• INPUT RECORDS:
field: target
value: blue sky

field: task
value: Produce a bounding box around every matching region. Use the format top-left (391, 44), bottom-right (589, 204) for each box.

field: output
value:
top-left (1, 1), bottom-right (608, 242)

• PROBLEM:
Line by line, return the whole listing without a single difference.

• REPLY TO THE TASK:
field: target
value: blue sky

field: task
value: Produce a bounding box around every matching region. Use the format top-left (391, 44), bottom-right (589, 204) for each box.

field: output
value:
top-left (1, 1), bottom-right (608, 242)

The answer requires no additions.